Problems and tasks:
a) In the opinion piece on Stephen Harper's blunders, substitute "debacle" for "boondoggle" and reproduce the passage starting at "January 23 marks" and ending at "over by now.".
b) According to the opinion piece on Stephen Harper, how long had it been since he was first elected Prime Minister of Canada as of January 23?
c) Please explain why the opinion piece on Stephen Harper describes one of his blunders as the "Death of science-based evidence."

Document passage:
§ §
It was the coldest day in a decade in Ottawa on Wednesday. "A cold day in hell," some might say. And it's not necessarily about the weather.
January 23 marks seven years since Stephen Harper was first elected Prime Minister of Canada. The man once linked to the party of Reform and intolerant rednecks evolved to a French-speaking, cat-petting, ethnic-vote courting leader of a merged Conservative Party. As the PM took the opportunity to pat himself on the back in tweeting his self-assessed greatest accomplishments, perhaps the seven-year itch is the right time to recognize PM Harper's biggest blunders.
- G8/G20 financial fiasco: The billion-dollar boondoggle and the fake lake scandal that begat a youtube video "If I had a billion dollars" (Apologies to BNL). One wonders if the fake lake hath frozen over by now.
- Death of science-based evidence: the heart of the census was carved out, the environmental scientists were muffled and/or turfed, and decisions based on ideology rather than facts have permeated public policy.
§ §
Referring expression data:

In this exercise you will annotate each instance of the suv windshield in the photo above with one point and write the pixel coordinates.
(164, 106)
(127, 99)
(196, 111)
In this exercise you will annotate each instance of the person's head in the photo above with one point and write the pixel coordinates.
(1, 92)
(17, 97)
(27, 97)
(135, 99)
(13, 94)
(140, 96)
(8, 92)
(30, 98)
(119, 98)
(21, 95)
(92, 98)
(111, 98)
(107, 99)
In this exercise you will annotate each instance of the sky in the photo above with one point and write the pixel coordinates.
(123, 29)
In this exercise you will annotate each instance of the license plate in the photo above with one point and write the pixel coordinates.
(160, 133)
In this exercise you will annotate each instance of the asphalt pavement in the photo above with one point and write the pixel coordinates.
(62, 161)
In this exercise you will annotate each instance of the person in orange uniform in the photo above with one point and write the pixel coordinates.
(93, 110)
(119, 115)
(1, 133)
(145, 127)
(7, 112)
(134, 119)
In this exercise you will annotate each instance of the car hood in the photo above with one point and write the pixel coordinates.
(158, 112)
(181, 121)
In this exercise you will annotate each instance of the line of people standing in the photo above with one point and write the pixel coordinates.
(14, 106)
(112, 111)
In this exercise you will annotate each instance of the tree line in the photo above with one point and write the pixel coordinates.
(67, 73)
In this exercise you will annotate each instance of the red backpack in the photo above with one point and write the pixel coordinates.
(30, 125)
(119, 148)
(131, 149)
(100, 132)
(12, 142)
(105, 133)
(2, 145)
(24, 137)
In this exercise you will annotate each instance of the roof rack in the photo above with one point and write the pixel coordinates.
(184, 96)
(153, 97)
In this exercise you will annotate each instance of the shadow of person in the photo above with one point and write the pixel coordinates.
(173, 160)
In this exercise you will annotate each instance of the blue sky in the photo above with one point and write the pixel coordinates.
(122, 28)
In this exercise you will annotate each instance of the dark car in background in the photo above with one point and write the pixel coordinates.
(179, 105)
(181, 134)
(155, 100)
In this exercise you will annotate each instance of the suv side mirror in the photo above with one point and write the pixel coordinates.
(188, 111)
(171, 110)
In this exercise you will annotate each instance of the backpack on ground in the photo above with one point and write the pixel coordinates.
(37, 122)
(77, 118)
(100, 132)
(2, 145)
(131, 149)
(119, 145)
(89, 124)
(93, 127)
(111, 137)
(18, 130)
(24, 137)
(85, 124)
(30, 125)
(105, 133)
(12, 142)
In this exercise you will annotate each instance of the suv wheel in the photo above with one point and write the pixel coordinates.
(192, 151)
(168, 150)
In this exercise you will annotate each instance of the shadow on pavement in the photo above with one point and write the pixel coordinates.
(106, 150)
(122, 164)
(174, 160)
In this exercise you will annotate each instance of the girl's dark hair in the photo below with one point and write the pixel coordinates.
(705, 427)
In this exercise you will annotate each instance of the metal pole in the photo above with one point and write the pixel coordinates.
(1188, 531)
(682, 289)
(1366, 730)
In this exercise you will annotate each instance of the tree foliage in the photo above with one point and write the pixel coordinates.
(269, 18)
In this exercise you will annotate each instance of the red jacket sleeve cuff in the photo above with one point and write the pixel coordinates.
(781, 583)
§ §
Set of answers:
a)
January 23 marks seven years since Stephen Harper was first elected Prime Minister of Canada. The man once linked to the party of Reform and intolerant rednecks evolved to a French-speaking, cat-petting, ethnic-vote courting leader of a merged Conservative Party. As the PM took the opportunity to pat himself on the back in tweeting his self-assessed greatest accomplishments, perhaps the seven-year itch is the right time to recognize PM Harper's biggest blunders.
- G8/G20 financial fiasco: The billion-dollar debacle and the fake lake scandal that begat a youtube video "If I had a billion dollars" (Apologies to BNL). One wonders if the fake lake hath frozen over by now.

b) Seven years.

c) The piece says the heart of the census was carved out and environmental scientists were muffled or turfed. It adds that decisions based on ideology rather than facts have permeated public policy.